▸ **Input material**
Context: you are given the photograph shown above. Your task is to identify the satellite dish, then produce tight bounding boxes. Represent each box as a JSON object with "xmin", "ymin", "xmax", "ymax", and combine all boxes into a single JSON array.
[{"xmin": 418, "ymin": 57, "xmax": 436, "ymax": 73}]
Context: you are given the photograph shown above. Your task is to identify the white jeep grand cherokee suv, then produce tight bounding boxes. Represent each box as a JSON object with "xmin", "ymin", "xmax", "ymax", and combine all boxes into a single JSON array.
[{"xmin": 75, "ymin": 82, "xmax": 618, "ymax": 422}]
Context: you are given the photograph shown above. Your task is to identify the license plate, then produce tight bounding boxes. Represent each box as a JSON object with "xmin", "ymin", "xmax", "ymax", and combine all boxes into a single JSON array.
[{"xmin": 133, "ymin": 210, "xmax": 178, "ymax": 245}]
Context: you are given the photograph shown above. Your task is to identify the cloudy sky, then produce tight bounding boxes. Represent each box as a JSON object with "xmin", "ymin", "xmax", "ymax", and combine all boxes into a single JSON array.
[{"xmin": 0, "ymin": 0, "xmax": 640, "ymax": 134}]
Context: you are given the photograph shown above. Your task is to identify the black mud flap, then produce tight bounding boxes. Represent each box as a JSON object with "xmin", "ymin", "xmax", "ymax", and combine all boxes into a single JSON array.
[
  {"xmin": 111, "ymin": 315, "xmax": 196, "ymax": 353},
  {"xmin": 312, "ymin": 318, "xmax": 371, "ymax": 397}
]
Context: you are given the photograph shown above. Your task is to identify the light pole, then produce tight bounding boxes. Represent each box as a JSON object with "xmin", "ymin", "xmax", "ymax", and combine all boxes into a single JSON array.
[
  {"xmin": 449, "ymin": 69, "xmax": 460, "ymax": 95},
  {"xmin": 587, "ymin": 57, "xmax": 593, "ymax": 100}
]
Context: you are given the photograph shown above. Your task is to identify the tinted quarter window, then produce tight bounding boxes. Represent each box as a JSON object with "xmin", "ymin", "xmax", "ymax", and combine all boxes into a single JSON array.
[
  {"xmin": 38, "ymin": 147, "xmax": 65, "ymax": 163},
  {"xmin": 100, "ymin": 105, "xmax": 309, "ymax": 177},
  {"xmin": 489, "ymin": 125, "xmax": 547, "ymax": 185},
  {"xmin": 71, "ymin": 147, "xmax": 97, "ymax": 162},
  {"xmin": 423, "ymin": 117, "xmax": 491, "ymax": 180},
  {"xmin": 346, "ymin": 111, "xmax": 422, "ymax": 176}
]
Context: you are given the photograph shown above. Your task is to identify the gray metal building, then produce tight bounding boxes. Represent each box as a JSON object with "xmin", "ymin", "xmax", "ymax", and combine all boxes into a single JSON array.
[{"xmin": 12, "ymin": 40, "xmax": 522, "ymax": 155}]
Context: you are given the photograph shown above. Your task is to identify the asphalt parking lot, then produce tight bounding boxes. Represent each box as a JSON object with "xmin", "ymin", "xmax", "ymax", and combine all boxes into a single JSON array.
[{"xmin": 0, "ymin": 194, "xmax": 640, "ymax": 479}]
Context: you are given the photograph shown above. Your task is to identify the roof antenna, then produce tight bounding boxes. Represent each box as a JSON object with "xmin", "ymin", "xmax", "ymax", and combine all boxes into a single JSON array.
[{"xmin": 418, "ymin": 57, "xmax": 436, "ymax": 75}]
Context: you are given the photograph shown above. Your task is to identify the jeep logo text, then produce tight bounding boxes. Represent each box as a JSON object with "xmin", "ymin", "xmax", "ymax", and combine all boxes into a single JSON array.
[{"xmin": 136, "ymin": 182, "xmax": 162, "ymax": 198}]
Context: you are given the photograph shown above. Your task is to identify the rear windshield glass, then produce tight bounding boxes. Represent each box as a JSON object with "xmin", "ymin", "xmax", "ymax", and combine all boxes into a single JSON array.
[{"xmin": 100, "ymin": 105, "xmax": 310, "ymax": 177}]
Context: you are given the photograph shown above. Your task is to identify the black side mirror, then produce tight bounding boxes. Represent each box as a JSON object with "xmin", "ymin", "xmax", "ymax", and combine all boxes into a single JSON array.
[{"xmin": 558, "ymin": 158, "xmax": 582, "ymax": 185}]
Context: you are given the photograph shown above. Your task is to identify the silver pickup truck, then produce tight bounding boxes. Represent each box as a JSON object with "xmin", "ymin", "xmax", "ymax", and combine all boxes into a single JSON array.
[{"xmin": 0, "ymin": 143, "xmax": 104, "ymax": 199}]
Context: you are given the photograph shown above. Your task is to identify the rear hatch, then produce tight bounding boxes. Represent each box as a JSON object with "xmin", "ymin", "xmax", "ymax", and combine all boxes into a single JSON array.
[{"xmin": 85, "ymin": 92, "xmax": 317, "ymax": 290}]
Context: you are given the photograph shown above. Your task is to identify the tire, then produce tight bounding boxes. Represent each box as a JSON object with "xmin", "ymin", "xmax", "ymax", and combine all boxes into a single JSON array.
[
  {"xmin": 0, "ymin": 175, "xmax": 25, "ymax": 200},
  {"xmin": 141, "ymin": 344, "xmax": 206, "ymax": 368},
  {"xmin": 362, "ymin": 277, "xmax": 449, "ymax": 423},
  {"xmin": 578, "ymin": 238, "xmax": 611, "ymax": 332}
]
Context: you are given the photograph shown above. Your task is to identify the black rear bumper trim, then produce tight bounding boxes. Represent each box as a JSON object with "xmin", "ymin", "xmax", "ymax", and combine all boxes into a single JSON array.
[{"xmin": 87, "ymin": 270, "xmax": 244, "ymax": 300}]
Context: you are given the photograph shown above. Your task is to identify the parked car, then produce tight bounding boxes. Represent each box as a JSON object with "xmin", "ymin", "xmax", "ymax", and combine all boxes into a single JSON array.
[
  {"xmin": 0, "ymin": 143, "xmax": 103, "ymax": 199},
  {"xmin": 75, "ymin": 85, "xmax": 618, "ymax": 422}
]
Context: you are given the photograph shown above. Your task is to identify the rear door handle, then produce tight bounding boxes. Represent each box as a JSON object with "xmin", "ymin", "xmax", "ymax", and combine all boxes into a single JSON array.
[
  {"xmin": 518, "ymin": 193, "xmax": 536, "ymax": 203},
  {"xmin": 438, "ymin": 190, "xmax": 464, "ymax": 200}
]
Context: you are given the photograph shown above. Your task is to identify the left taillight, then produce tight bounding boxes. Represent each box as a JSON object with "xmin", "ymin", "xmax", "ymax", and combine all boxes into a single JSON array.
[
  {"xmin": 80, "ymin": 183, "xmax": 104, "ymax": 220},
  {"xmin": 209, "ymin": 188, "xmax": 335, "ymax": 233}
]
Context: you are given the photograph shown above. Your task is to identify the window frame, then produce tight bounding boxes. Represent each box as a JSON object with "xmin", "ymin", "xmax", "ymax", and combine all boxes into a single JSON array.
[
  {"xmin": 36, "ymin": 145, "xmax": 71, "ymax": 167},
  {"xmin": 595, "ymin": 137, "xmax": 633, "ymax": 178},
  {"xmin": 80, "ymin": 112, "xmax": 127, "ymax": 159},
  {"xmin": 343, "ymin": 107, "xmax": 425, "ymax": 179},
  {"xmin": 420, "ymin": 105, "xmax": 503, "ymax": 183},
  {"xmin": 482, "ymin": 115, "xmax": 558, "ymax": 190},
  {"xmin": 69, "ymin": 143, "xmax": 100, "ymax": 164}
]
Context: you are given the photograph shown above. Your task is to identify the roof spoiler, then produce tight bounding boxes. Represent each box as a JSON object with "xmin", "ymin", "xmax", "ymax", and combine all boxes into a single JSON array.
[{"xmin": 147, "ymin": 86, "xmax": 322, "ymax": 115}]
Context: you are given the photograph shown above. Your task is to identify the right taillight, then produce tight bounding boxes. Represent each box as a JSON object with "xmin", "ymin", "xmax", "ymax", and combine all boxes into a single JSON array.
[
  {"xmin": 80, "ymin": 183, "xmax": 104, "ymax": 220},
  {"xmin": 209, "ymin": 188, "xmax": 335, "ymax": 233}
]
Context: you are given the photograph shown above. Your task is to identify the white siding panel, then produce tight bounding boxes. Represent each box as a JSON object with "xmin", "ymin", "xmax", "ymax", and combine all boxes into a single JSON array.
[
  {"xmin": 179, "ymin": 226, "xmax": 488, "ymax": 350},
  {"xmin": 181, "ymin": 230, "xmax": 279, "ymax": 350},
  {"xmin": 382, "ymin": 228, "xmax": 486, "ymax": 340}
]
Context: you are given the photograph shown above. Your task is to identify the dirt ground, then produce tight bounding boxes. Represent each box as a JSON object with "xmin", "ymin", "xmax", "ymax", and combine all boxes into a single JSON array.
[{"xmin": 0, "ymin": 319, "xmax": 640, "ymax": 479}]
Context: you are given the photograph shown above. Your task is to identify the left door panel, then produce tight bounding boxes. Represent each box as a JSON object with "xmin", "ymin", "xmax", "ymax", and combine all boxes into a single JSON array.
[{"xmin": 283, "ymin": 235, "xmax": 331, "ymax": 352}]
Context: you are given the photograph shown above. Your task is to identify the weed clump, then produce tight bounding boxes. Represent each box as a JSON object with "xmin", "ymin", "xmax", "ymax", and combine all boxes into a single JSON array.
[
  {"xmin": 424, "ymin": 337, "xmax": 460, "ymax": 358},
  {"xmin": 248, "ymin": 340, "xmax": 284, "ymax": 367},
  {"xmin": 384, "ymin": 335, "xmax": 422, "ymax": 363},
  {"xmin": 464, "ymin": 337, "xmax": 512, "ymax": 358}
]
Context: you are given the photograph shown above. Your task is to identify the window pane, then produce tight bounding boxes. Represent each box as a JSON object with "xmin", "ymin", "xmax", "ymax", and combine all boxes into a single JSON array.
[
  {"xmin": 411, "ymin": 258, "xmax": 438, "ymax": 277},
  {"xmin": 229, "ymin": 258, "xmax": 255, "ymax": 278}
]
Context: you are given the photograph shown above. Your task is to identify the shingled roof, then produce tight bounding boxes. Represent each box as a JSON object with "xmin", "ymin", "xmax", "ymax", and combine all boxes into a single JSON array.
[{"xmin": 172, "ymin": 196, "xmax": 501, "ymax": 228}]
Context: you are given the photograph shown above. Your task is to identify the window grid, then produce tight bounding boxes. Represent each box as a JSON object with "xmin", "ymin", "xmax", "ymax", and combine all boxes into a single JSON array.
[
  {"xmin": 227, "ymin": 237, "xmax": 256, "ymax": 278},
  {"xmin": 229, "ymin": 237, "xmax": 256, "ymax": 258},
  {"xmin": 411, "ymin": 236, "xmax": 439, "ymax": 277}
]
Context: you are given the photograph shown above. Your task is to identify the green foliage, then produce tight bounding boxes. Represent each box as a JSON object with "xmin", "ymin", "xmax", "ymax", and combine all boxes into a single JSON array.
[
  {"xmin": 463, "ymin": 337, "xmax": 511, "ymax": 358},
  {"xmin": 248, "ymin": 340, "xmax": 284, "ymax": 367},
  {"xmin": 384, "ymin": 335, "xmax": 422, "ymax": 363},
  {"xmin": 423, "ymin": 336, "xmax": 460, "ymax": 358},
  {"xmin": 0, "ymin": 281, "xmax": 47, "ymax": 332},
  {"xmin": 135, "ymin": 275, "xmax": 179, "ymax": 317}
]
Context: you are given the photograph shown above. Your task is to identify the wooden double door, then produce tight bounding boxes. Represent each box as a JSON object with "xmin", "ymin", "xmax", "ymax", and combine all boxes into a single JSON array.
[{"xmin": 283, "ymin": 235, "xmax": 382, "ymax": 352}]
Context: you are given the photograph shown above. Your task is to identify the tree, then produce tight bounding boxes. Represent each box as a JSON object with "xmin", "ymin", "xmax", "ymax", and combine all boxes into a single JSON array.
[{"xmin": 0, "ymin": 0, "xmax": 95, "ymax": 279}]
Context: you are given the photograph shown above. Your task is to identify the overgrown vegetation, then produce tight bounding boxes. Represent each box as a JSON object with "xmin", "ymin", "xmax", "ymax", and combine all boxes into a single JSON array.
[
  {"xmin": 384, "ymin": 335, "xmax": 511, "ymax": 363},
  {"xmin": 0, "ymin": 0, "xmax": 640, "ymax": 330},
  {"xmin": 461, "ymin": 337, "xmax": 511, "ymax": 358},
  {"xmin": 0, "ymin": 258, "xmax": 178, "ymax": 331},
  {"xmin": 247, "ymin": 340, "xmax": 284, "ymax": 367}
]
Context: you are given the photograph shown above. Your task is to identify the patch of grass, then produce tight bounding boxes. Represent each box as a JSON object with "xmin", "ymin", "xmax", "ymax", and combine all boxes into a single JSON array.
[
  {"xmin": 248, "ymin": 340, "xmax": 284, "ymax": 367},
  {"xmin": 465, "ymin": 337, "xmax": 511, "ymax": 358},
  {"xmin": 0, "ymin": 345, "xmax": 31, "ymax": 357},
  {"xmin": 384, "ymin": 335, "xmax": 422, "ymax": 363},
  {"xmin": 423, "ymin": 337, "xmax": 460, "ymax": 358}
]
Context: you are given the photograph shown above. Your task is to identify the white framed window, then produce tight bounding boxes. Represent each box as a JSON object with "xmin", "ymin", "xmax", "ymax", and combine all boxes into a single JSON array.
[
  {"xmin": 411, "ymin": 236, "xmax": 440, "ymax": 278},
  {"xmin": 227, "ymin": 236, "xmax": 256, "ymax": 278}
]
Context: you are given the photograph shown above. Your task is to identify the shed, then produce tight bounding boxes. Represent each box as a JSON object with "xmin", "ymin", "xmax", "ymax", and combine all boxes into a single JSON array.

▸ **Your goal**
Repeat exactly, and only, the lines of the records above, starting with the line that contains "the white framed" and ending with the final line, both included.

▸ **Output for this exercise**
Context: you are given the photograph shown above. Your task is to identify the white framed window, then produce tight bounding boxes. Represent each box as a JSON object with "xmin", "ymin", "xmax", "ymax", and combine all boxes into a single JSON array.
[
  {"xmin": 411, "ymin": 236, "xmax": 440, "ymax": 278},
  {"xmin": 227, "ymin": 236, "xmax": 256, "ymax": 278}
]
Context: you are given the photograph shown above. Your task is to identify the shed, then produce tight bounding boxes. Represent each box as a JSON object with "xmin", "ymin", "xmax", "ymax", and combine all boxes into a single JSON array.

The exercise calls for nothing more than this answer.